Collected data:
------------------------------------------------------------

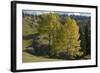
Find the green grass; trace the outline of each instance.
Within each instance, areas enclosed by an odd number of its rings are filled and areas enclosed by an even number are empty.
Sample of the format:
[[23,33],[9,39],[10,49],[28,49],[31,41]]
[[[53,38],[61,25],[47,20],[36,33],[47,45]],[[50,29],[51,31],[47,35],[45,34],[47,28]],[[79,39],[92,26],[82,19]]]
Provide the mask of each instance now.
[[30,63],[30,62],[44,62],[44,61],[59,61],[60,59],[51,59],[51,58],[46,58],[43,56],[34,56],[31,55],[27,52],[23,52],[23,57],[22,57],[22,62],[23,63]]
[[25,50],[26,47],[28,47],[30,44],[32,44],[32,40],[23,40],[23,49],[22,50]]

------------------------------------------------------------

Task to complete:
Please output all the records above exactly, leaving out every picture.

Solution for this exercise:
Find the green grass; trace the outline of each instance.
Within each instance, areas enclosed by an odd number of its rings are filled and areas enclosed by an even number are empty.
Sample of the format:
[[23,33],[9,39],[10,49],[28,49],[31,41]]
[[[53,38],[61,25],[47,20],[36,33],[47,45]],[[50,29],[51,31],[47,35],[45,34],[47,28]],[[79,39],[92,26],[82,19]]]
Provide the mask of each instance now.
[[30,63],[30,62],[44,62],[44,61],[59,61],[60,59],[51,59],[51,58],[46,58],[43,56],[34,56],[31,55],[27,52],[23,52],[23,57],[22,57],[22,62],[23,63]]
[[25,50],[26,47],[28,47],[30,44],[32,44],[32,40],[23,40],[23,49],[22,50]]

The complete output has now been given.